*Work to do*
[1] According to the football challenge page, how many international match results does the Kaggle data source contain?
[2] Extract every line of the listing that contains the string "branch".

-- start of Passage shown --

# 2024: Week 30 - International Football Special

July 24, 2024

Challenge by: Jenny Martin

It's been a big month for International Football, with both the Euros and the Copa América. Personally, I'm not a big football fan, so the question that I'm looking to answer is:

If I'm only going to watch 15 minutes of a match, which time interval will be the most exciting? How does that vary by competition and has it changed over the years?
Inputs
The data this week comes from an incredible data source I found on Kaggle which contains over 47,000 results of international football matches. Thanks to Mart Jürisoo for collecting this data! 

1. Results table 

![1](https://blogger.googleusercontent.com/img/b/R29vZ2xl/AVvXsEgZP2sGbD5_kyD7ISa2HYcMgv2xdrigRgf9zdVzKTAcdZEaNYxJdhP1RCvWqpUKPFtZF1P3U5uh62vEo0KXHK0uBOYUxeblifShgdDqKBc4wKpb1iQKMXNhJSThEOCA3wZwyiuZTTvreH83hmhVVFLcrtUaT0dSHEqR_3uwb3_e-1KjjPGEz8Qd9BRjkBjz/s1242/Screenshot%202024-07-12%20112558.png)

2. International Competitions table 

![2](https://blogger.googleusercontent.com/img/b/R29vZ2xl/AVvXsEih9_edQVgi4u54jtdYSPhNjpYxhBVh1qEP0ApXkyLJ5z8TTm0jlOGfknwE3Ej8WcSxT_kZwJ53rBLmRD19hEeCFIrIVHh2VNpT2eeD1owayx6J-a_bLxxqzt5VRmJUNjXFy5FkXagj4_3JKyXCWEc96fBMnBIDmMuD2UyfKYl2JnjdxFgFSwO2WycmG91g/s839/Screenshot%202024-07-12%20112705.png)

3. Goal Scorers table - currently only available for World Cup and Continental Championships so this is where we will focus our analysis 

![3](https://blogger.googleusercontent.com/img/b/R29vZ2xl/AVvXsEjPGSAMLx6yHO24UeOWSmE1iHOHxt7OzyrvdZk6vFADFh7u59oMM55x0rPiDKLZHZF7uS7iuh18mdahHK2vRokqAVYoYDu523yM0wHJdjQAzQshzfMBnfAeYIMCaZ2PuIxw3F3pOl4z7FF6Il6IBFKoesZSqocWcgR70NmWt8iGHLMmx9k0Wq4mzXKG0gxe/s1065/Screenshot%202024-07-12%20112823.png)

4. Segment table 

![4](https://blogger.googleusercontent.com/img/b/R29vZ2xl/AVvXsEgyLAB2DR7FlKWz3TSXr7FFDIPLtDmtia_KwtsZH3PurgdtslliaCiAYIeBaJu2qHLwqsLo9DzgcrhyCcZaWVgBBQr8KI8FmIKlxIXzfu_JE4-CJQFRw98dYCVyesbGodYqJMkdtbyNwyLo_V4_VoGqJ2MbCuUJ3wqpLWeIS_bMtVozPOWFCeTj9GoQYwxP/s293/Screenshot%202024-07-12%20112907.png)

-- end of Passage shown --
-- start of Information given --

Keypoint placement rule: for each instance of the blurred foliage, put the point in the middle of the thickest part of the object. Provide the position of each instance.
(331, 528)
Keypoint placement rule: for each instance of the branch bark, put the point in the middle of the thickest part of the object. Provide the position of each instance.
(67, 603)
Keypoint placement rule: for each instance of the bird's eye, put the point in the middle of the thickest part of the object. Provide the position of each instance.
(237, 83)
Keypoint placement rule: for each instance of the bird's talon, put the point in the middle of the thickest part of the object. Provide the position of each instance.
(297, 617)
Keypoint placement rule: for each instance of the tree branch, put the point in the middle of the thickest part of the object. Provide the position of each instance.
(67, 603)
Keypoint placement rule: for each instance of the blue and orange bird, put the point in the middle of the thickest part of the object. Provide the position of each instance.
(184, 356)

-- end of Information given --

*Solutions per task*
[1] Over 47,000.

[2]
Keypoint placement rule: for each instance of the branch bark, put the point in the middle of the thickest part of the object. Provide the position of each instance.
Keypoint placement rule: for each instance of the tree branch, put the point in the middle of the thickest part of the object. Provide the position of each instance.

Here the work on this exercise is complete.